[START OF Records]
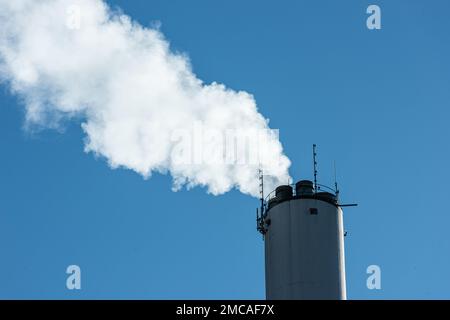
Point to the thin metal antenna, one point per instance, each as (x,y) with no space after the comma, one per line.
(261,189)
(315,167)
(336,189)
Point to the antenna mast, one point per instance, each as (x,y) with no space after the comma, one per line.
(261,189)
(315,167)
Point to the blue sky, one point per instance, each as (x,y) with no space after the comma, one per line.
(376,102)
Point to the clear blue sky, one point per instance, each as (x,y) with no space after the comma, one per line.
(376,102)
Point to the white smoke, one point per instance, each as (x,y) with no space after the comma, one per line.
(79,59)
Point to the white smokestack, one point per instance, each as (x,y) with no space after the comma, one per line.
(140,104)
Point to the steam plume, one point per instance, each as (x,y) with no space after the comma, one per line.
(137,100)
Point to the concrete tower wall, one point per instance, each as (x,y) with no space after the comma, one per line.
(304,250)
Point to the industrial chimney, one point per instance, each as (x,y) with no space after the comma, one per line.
(304,242)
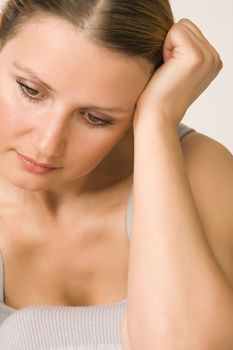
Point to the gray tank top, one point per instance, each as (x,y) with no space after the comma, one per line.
(43,327)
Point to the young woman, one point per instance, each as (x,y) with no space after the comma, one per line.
(92,95)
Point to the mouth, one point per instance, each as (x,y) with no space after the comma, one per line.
(33,166)
(34,162)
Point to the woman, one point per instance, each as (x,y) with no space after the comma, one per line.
(92,95)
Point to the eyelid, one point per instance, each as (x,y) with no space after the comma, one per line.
(28,87)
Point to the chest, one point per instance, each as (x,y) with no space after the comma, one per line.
(85,263)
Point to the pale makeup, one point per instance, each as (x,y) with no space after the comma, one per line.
(65,102)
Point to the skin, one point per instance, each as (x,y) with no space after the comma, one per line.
(53,129)
(69,212)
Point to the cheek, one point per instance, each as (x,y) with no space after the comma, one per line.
(97,147)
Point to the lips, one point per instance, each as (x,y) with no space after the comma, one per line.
(35,163)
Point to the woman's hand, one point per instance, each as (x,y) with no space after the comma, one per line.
(190,64)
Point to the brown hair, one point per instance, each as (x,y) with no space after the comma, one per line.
(131,27)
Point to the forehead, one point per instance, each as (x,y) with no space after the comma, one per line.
(66,58)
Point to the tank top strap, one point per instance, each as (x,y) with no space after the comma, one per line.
(182,131)
(1,279)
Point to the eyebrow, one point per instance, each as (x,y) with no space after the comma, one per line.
(34,76)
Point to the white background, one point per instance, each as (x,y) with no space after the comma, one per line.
(212,113)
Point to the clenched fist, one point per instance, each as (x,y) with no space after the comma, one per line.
(190,65)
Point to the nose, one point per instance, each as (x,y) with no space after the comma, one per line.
(50,138)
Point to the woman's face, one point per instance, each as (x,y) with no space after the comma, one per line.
(63,101)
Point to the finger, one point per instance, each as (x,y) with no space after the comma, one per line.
(189,24)
(186,22)
(205,46)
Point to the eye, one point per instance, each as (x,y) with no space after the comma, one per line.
(93,121)
(29,93)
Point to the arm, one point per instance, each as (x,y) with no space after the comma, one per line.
(178,295)
(176,285)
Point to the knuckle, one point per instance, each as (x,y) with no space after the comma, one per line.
(184,21)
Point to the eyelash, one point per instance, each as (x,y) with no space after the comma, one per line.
(22,86)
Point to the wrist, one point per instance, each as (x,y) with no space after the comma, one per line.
(155,120)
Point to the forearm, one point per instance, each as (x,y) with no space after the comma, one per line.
(175,284)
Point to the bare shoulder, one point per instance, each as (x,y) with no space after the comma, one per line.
(209,166)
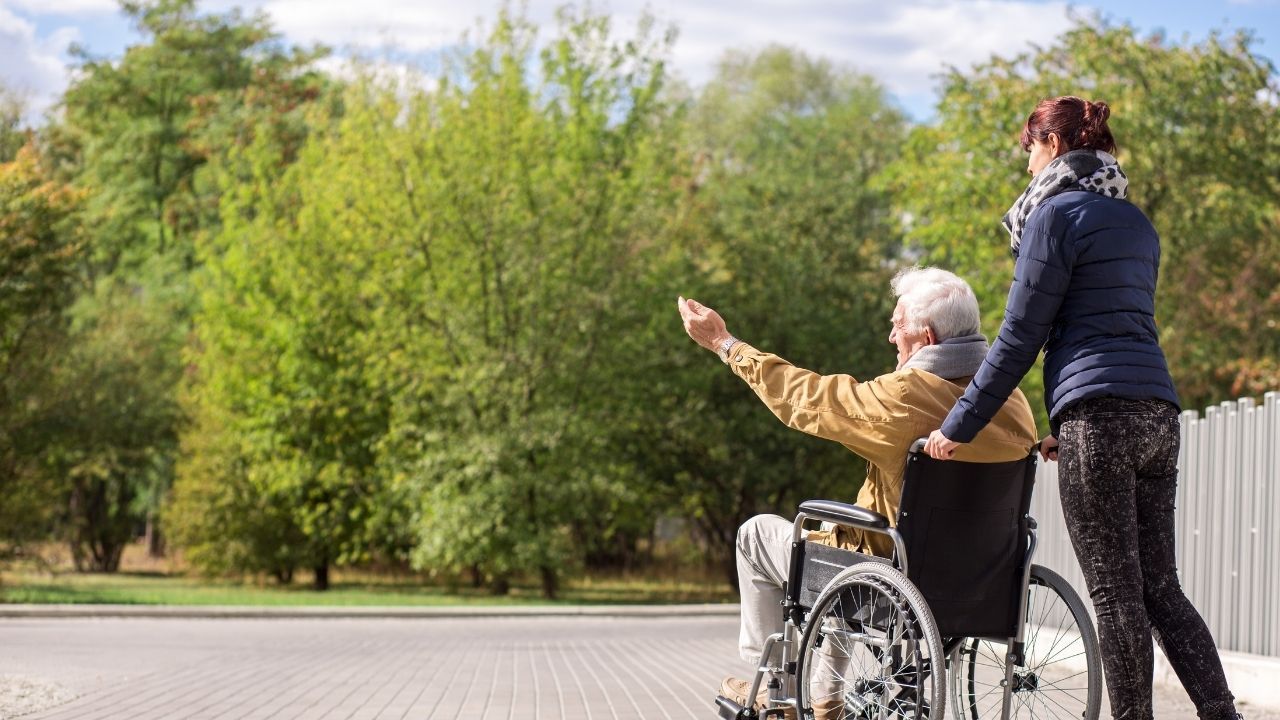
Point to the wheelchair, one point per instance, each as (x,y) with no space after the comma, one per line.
(959,616)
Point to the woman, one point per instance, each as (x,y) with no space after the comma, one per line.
(1084,286)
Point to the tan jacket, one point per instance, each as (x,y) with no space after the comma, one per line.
(878,419)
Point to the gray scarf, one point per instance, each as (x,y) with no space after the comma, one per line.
(952,358)
(1092,171)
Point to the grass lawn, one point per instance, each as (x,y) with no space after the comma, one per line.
(154,583)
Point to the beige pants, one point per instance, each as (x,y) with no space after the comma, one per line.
(763,555)
(763,559)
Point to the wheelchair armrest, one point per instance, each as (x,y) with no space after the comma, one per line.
(844,514)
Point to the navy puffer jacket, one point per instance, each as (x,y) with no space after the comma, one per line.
(1084,290)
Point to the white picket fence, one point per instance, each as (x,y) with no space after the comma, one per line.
(1228,538)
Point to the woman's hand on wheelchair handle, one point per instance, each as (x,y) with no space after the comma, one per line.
(1048,449)
(940,447)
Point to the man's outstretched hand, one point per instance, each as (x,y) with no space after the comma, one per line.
(940,447)
(703,324)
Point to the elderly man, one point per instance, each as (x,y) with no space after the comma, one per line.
(936,331)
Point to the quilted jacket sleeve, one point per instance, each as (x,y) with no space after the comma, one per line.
(1041,277)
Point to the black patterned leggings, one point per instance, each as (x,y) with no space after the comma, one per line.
(1118,469)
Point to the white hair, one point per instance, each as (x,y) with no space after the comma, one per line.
(936,299)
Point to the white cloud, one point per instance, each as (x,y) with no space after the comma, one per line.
(62,7)
(903,44)
(33,67)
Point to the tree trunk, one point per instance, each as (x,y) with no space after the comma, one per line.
(501,586)
(154,537)
(551,582)
(321,577)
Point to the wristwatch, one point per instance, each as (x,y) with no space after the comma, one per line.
(725,347)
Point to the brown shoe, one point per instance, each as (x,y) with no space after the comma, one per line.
(736,689)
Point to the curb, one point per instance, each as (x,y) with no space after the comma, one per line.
(332,611)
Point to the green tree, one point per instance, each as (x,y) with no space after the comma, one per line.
(1196,127)
(112,424)
(40,255)
(792,240)
(138,135)
(13,135)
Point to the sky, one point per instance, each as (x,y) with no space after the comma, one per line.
(904,44)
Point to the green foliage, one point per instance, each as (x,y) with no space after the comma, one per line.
(1196,127)
(112,423)
(40,253)
(792,241)
(433,323)
(138,135)
(13,135)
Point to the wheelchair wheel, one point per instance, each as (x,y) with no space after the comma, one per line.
(869,648)
(1061,674)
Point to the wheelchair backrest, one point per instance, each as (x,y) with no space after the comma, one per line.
(965,531)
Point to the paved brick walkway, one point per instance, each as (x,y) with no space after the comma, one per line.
(362,669)
(551,668)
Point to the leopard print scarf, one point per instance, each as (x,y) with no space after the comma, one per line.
(1092,171)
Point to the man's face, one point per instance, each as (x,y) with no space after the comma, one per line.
(906,341)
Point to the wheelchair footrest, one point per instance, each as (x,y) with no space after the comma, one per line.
(730,710)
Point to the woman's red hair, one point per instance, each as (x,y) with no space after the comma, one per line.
(1078,123)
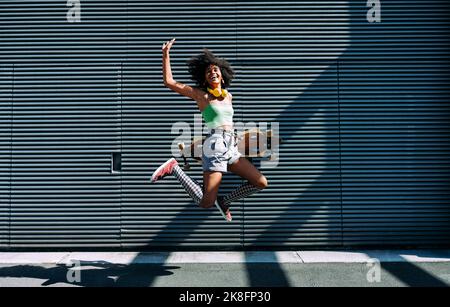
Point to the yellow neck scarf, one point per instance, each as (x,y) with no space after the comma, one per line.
(217,92)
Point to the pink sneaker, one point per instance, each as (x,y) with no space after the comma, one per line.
(224,209)
(164,170)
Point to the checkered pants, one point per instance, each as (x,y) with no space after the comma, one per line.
(195,190)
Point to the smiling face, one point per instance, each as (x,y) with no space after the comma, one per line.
(213,76)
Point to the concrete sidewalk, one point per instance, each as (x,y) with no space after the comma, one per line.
(228,257)
(401,268)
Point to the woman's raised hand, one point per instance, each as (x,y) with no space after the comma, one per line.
(167,45)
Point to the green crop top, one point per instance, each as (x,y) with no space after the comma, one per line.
(218,114)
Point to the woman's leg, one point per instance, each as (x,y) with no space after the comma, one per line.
(256,181)
(192,187)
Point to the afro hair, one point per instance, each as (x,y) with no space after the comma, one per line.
(199,63)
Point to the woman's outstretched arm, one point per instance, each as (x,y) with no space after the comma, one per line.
(183,89)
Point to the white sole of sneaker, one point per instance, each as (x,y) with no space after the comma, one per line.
(160,168)
(221,212)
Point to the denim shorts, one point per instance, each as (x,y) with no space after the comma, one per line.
(220,150)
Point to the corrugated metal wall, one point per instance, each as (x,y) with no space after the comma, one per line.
(362,108)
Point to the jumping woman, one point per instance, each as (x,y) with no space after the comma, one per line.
(220,154)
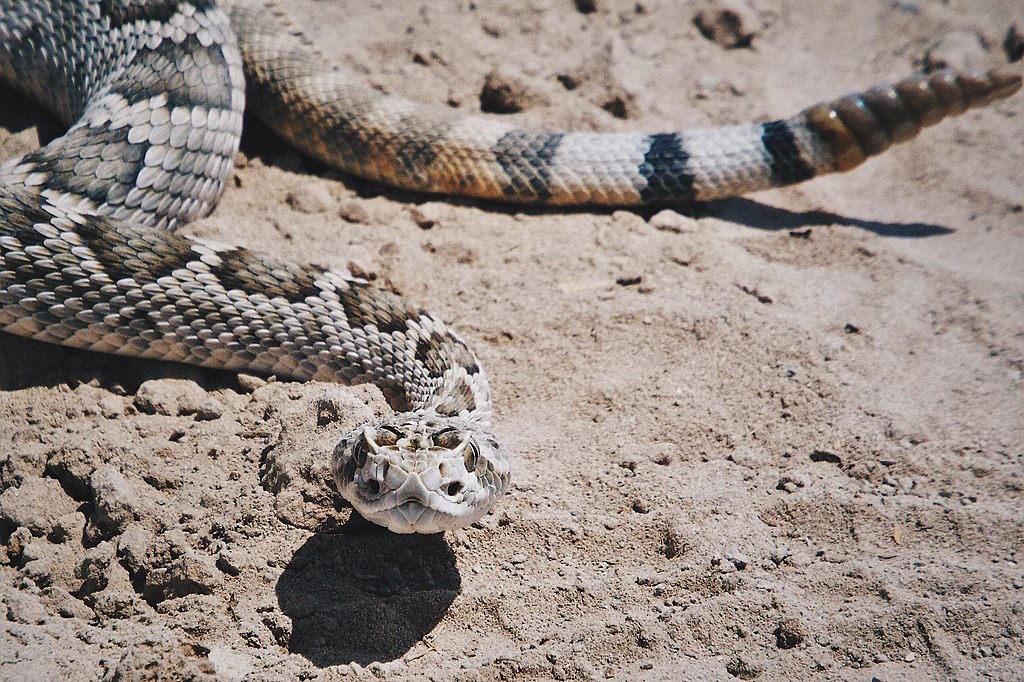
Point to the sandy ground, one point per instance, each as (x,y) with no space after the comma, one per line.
(778,439)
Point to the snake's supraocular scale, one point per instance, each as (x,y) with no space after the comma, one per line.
(154,92)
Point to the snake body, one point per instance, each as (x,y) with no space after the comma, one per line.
(154,93)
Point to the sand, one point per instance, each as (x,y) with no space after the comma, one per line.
(778,438)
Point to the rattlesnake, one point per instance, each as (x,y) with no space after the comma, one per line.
(154,94)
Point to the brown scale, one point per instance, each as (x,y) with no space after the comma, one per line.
(862,125)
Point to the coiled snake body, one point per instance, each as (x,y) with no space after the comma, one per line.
(154,93)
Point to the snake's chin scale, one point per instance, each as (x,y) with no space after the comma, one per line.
(419,472)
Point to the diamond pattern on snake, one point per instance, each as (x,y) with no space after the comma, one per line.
(153,94)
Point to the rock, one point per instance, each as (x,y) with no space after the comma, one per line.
(354,213)
(190,573)
(60,601)
(963,50)
(728,23)
(248,383)
(670,221)
(744,669)
(24,608)
(427,215)
(1013,44)
(112,407)
(132,547)
(116,500)
(505,93)
(209,409)
(170,396)
(790,633)
(309,198)
(38,504)
(737,558)
(68,528)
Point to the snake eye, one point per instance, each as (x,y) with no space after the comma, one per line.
(359,452)
(472,455)
(387,435)
(448,437)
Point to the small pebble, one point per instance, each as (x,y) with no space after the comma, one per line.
(670,221)
(354,213)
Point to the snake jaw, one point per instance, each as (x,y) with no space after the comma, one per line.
(416,473)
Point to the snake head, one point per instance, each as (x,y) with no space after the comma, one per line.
(421,473)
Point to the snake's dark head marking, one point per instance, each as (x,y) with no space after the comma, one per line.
(418,473)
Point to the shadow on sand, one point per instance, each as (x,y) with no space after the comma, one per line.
(366,595)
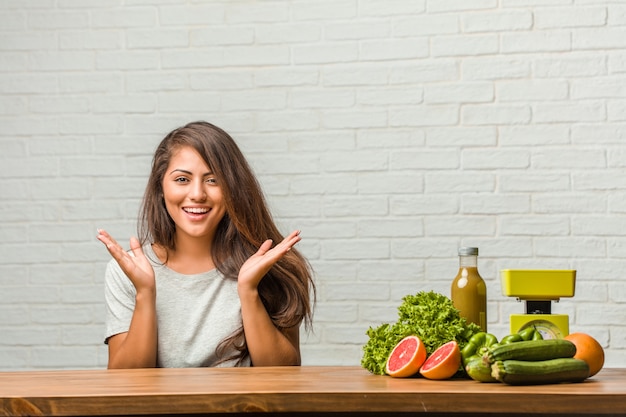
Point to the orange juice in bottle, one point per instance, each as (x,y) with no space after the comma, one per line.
(469,292)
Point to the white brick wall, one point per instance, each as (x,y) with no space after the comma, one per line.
(390,132)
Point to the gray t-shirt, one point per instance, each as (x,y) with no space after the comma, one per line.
(194,313)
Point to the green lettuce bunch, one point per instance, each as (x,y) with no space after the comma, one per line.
(427,315)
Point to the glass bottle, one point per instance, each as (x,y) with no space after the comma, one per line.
(469,292)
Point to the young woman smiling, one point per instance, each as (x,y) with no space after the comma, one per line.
(204,284)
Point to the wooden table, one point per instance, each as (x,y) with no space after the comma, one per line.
(294,390)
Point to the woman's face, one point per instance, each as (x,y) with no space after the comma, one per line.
(193,197)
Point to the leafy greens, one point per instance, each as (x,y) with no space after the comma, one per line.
(428,315)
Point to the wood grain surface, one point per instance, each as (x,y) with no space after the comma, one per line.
(292,390)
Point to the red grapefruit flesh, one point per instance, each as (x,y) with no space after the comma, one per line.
(443,363)
(406,358)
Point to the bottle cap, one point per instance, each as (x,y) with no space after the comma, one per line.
(466,251)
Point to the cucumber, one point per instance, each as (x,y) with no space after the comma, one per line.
(551,371)
(531,350)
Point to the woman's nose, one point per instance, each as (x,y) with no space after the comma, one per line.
(198,193)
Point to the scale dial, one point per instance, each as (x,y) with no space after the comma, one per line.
(547,329)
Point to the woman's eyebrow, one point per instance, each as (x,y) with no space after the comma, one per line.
(184,171)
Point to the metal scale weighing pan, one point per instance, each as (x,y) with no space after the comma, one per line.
(538,288)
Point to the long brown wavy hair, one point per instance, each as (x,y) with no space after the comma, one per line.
(288,290)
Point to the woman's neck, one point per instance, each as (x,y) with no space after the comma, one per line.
(191,256)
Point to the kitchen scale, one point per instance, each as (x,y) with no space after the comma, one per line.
(538,289)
[END OF Records]
- Stated goal
Copy the lines word for word, starting at the line that contains "Point to the metal" and continuing through the final line.

- Result of this exercise
Point to the metal scale weighing pan, one point per instance, each as (x,y) with no space after the comma, one per line.
(538,288)
Point to the long brown wavy hair, one point per instance, each as (x,y) with no space after the comma, one per line.
(288,290)
Point to the woman's neck, one point per instance, each as (x,y) with no space after the comma, one per line.
(191,256)
Point to the kitchen scale, one point per instance, each as (x,y) with no space after the comma, one per line.
(538,289)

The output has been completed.